WRITTEN PROBLEM – Can you duplicate, word for word, the lines starting with the one that contains "Locate every instance of the bare" and running through the last of the lines below?

INPUT –

>> begin

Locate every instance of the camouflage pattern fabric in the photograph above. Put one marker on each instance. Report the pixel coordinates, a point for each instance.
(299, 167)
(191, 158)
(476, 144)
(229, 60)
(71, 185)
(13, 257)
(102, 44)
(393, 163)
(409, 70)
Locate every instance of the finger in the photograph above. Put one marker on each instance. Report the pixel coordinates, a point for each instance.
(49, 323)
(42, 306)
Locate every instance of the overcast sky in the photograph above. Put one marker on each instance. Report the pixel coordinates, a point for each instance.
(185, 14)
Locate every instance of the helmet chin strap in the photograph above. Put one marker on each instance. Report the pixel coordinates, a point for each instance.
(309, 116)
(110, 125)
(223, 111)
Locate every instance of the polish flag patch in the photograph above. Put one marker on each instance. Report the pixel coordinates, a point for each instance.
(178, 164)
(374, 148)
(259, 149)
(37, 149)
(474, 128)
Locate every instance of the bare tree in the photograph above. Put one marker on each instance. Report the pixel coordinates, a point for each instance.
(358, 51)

>> end

RESULT BELOW –
Locate every instance of the bare tree in the photograph above. Put one marker on each instance. Report the pixel coordinates, a point for each instance.
(358, 51)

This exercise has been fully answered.